(Records contained in a dataset)
◇ ◇ ◇
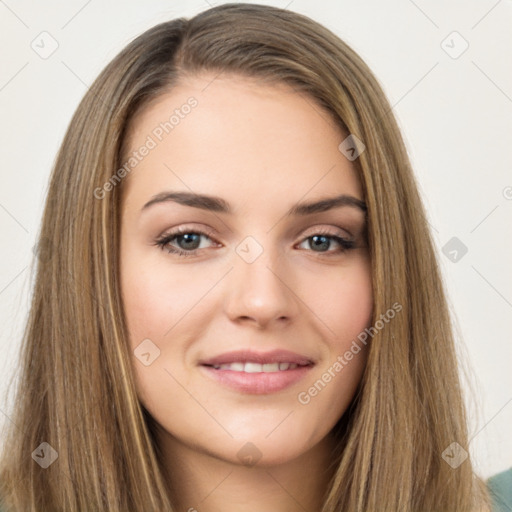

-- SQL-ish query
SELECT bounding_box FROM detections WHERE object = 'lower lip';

[201,365,313,395]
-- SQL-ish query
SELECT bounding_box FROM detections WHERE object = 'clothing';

[487,468,512,512]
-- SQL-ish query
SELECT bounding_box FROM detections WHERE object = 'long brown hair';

[0,4,488,512]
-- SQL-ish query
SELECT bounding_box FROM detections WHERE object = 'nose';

[225,239,300,329]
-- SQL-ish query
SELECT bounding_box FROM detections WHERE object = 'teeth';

[213,362,299,373]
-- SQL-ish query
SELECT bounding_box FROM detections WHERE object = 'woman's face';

[121,75,373,464]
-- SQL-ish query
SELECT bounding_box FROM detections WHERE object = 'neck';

[160,433,334,512]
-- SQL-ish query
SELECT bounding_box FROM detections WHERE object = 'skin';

[121,74,373,512]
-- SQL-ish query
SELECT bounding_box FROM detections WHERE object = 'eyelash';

[154,228,355,258]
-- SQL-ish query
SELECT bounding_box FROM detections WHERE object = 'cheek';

[308,258,373,344]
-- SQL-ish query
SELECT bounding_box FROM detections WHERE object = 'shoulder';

[487,468,512,512]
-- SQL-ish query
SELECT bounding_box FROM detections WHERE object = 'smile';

[207,362,306,373]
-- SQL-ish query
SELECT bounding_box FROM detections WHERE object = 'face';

[121,75,373,465]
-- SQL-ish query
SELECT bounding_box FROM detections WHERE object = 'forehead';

[123,74,361,208]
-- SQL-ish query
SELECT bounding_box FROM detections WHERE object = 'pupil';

[313,235,329,249]
[178,233,199,250]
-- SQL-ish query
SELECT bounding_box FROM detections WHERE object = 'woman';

[1,4,506,512]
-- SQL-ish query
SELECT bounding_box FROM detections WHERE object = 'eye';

[300,230,355,256]
[155,227,355,258]
[155,228,216,257]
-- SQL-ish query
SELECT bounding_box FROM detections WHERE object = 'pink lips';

[199,350,314,366]
[199,350,315,395]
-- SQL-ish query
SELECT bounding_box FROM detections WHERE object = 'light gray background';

[0,0,512,477]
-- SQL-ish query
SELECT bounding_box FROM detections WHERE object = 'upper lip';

[199,350,315,366]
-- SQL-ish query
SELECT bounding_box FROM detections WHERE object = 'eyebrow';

[142,192,367,216]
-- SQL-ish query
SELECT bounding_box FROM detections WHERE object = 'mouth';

[199,350,316,395]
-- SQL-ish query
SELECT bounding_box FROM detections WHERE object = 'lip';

[199,350,315,366]
[199,350,315,395]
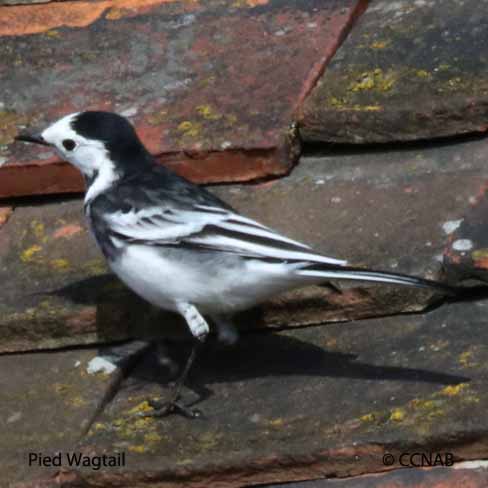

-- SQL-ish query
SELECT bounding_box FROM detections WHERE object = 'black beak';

[15,133,49,146]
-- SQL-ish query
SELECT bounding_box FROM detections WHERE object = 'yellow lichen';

[66,395,87,408]
[196,105,222,120]
[390,408,407,422]
[269,418,284,427]
[178,120,202,137]
[46,29,61,39]
[348,68,396,92]
[144,432,162,442]
[146,110,168,125]
[49,259,69,271]
[359,413,375,422]
[128,444,146,454]
[105,7,128,20]
[458,351,475,368]
[328,97,383,112]
[370,41,390,49]
[20,244,42,263]
[440,383,468,397]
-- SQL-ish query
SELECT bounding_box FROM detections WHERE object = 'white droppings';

[442,219,463,234]
[86,356,117,374]
[453,459,488,469]
[120,107,138,117]
[452,239,473,251]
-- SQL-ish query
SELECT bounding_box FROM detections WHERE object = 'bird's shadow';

[119,332,470,406]
[44,274,468,408]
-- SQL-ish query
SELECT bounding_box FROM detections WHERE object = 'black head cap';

[71,111,150,167]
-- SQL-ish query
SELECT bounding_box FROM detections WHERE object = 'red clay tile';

[0,0,364,197]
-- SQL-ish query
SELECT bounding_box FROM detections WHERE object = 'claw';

[138,399,202,419]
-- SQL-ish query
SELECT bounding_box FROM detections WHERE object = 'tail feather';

[297,263,457,295]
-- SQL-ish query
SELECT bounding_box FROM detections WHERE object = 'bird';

[16,111,452,418]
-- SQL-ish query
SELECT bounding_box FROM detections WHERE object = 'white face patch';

[41,113,113,177]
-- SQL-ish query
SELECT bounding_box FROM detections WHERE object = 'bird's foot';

[138,398,203,419]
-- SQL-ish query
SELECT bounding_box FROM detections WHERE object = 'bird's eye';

[63,139,76,151]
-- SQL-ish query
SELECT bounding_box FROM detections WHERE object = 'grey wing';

[104,204,347,266]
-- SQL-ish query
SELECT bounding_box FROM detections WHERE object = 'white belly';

[111,244,304,313]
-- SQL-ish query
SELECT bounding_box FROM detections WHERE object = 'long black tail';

[297,263,458,296]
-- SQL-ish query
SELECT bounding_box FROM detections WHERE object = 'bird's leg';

[143,303,210,418]
[212,315,239,346]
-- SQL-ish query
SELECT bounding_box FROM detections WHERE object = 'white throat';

[85,159,119,206]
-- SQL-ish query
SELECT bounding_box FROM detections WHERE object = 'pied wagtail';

[17,111,452,416]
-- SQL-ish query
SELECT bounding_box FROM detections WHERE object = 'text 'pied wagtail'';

[17,112,458,416]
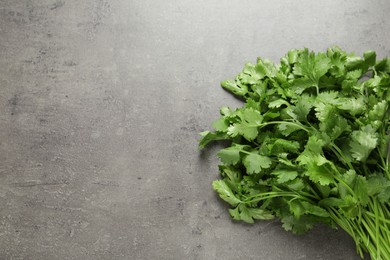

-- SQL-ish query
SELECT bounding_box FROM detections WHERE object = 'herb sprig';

[199,47,390,259]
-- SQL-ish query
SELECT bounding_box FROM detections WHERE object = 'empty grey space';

[0,0,390,260]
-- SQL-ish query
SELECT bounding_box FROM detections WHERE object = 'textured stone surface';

[0,0,390,260]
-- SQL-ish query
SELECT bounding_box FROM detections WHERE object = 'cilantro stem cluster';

[199,47,390,259]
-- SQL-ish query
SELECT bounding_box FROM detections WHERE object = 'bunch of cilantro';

[199,47,390,259]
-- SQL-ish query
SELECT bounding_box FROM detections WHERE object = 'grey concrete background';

[0,0,390,260]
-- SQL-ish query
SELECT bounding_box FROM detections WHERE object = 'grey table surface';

[0,0,390,260]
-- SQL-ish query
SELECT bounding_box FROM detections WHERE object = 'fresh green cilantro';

[199,47,390,259]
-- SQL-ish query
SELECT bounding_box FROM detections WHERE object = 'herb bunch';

[199,47,390,259]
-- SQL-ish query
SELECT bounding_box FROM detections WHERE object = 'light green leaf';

[242,153,272,174]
◇ ◇ ◇
● Objective
Write out the full listing verbatim, excluding its pictures.

● Worked solution
-- SQL-ish query
SELECT bounding_box FROM detections WHERE object = 'lower lip';

[201,365,313,395]
-- SQL-ish query
SELECT bounding_box FROM detections WHERE object = 'clothing';

[487,468,512,512]
-- SQL-ish query
SELECT bounding_box FROM detections WHERE object = 'long brown hair';

[0,4,488,512]
-- SQL-ish query
SELECT bounding_box FROM detections WHERE object = 'nose';

[225,239,300,329]
-- SQL-ish query
SELECT bounding_box FROM detections WHERE object = 'teeth';

[213,362,299,373]
-- SQL-ish query
SELECT bounding_box FROM detections WHERE object = 'woman's face';

[121,75,373,464]
-- SQL-ish query
SELECT bounding_box FROM detections WHERE object = 'neck';

[160,433,334,512]
-- SQL-ish query
SELECT bounding_box FROM detections WHERE object = 'skin';

[121,74,373,512]
-- SQL-ish query
SELECT bounding_box FROM detections WHERE object = 'eyelash';

[154,228,355,258]
-- SQL-ish query
SELECT bounding_box FROM detections WHERE object = 'cheek';

[308,258,373,344]
-- SQL-ish query
SELECT bounding_box FROM detections WHERE object = 'shoulder';

[487,468,512,512]
-- SQL-ish query
SELECT bounding_box FROM detections WHERE object = 'smile';

[207,362,306,373]
-- SQL-ish query
SELECT bounding_box FROM detections WHERE object = 'face';

[121,75,373,465]
-- SQL-ish query
SELECT bounding_box FROM detections WHERE object = 'forehead';

[123,74,361,208]
-- SQL-ish query
SELECT bounding_box FROM detections WHERE object = 'pupil';

[313,235,329,249]
[178,233,199,250]
-- SQL-ish query
SELECT bounding_box FROM detections WHERE object = 'woman';

[1,4,506,512]
-- SQL-ish query
SELECT bounding_box FROM detections WHERE object = 'eye';

[300,230,355,256]
[155,227,355,258]
[155,228,216,257]
-- SQL-ish query
SELECT bounding_box FROM detections WHERE object = 'pink lips';

[199,350,314,366]
[199,350,315,395]
-- SQL-ish query
SELECT bounding_box FROM detections WHERE object = 'light gray background';

[0,0,512,477]
-- SQL-ish query
SELECT bounding_box FROM detections WHERE object = 'upper lip';

[199,350,315,366]
-- SQL-ish query
SELECT bounding_box FROM detections WHERE object = 'eyebrow';

[142,192,367,216]
-- SQL-ish query
SELECT bounding_box FROM detections WHERE object = 'mouth';

[199,350,316,395]
-- SQL-ish query
SELECT bounding_box FROM detections WHERE object = 'lip';

[199,350,315,366]
[199,350,315,395]

-- SQL-ish query
SELECT bounding_box FROM detections WHERE object = 'black beak';

[15,133,49,146]
-- SQL-ish query
SELECT bounding_box FROM detections WHERE object = 'yellow lichen';

[66,395,87,408]
[196,105,222,120]
[390,408,407,422]
[269,418,284,427]
[178,120,202,137]
[46,29,61,39]
[348,68,396,92]
[144,432,162,442]
[146,110,168,125]
[49,259,69,271]
[359,413,375,422]
[128,444,146,454]
[105,7,128,20]
[458,351,475,368]
[328,97,383,112]
[370,41,390,49]
[20,244,42,263]
[440,383,468,397]
-- SQL-ish query
SELECT bounding_box FROM detections WHERE object = 'white droppings';

[442,219,463,234]
[86,356,117,374]
[453,459,488,469]
[120,107,138,117]
[452,239,473,251]
-- SQL-ish query
SELECT bounding_box FROM detections WHERE object = 'bird's shadow';

[119,332,470,406]
[44,274,468,408]
-- SQL-ish query
SELECT bounding_box FROM detections WHERE object = 'black head cap';

[71,111,150,167]
-- SQL-ish query
SELECT bounding_box FROM detections WHERE object = 'red clay tile';

[0,0,364,197]
-- SQL-ish query
SELECT bounding_box FROM detections WHERE object = 'claw';

[138,399,202,419]
-- SQL-ish query
SELECT bounding_box FROM detections WHERE object = 'tail feather';

[297,263,457,295]
-- SQL-ish query
SELECT bounding_box FROM detections WHERE object = 'bird';

[16,111,452,418]
-- SQL-ish query
SELECT bounding_box FROM detections WHERE object = 'white face patch';

[41,113,113,177]
-- SQL-ish query
SELECT bounding_box FROM detections WHERE object = 'bird's foot';

[138,398,203,419]
-- SQL-ish query
SELECT bounding_box FROM detections WHERE object = 'bird's eye';

[63,139,76,151]
-- SQL-ish query
SELECT bounding_box FROM detections WHERE object = 'grey wing';

[104,204,347,266]
-- SQL-ish query
SELECT bounding_box FROM detections WHERE object = 'white belly';

[111,244,304,313]
-- SQL-ish query
SELECT bounding_box FROM detections WHERE object = 'long black tail';

[297,263,458,296]
-- SQL-ish query
SELECT bounding_box FROM detections WHERE object = 'bird's leg';

[143,303,210,418]
[212,315,239,346]
-- SQL-ish query
SELECT bounding_box FROM detections WHERE object = 'white throat';

[85,159,119,206]
-- SQL-ish query
SELECT bounding_box FROM detections WHERE object = 'pied wagtail';

[17,111,452,416]
-- SQL-ish query
SELECT bounding_box FROM detections WHERE object = 'text 'pied wagtail'';

[17,112,458,416]

-- SQL-ish query
SELECT bounding_box FROM detections WHERE object = 'herb sprig';

[199,47,390,259]
-- SQL-ish query
SELECT bounding_box FROM detections WHERE object = 'empty grey space';

[0,0,390,260]
-- SQL-ish query
SELECT bounding_box FROM detections WHERE object = 'textured stone surface';

[0,0,390,260]
-- SQL-ish query
SELECT bounding_box FROM detections WHERE object = 'cilantro stem cluster';

[199,47,390,259]
-- SQL-ish query
SELECT bounding_box FROM detections WHERE object = 'bunch of cilantro';

[199,47,390,259]
-- SQL-ish query
SELECT bounding_box FROM detections WHERE object = 'grey concrete background';

[0,0,390,260]
-- SQL-ish query
SELECT bounding_box FROM detections WHERE object = 'grey table surface';

[0,0,390,260]
-- SQL-ish query
SELECT bounding_box FROM detections WHERE object = 'fresh green cilantro';

[199,47,390,259]
-- SQL-ish query
SELECT bounding_box FROM detections WHERE object = 'herb bunch';

[199,47,390,259]
-- SQL-ish query
SELECT bounding_box FROM detections WHERE object = 'light green leaf';

[242,153,272,174]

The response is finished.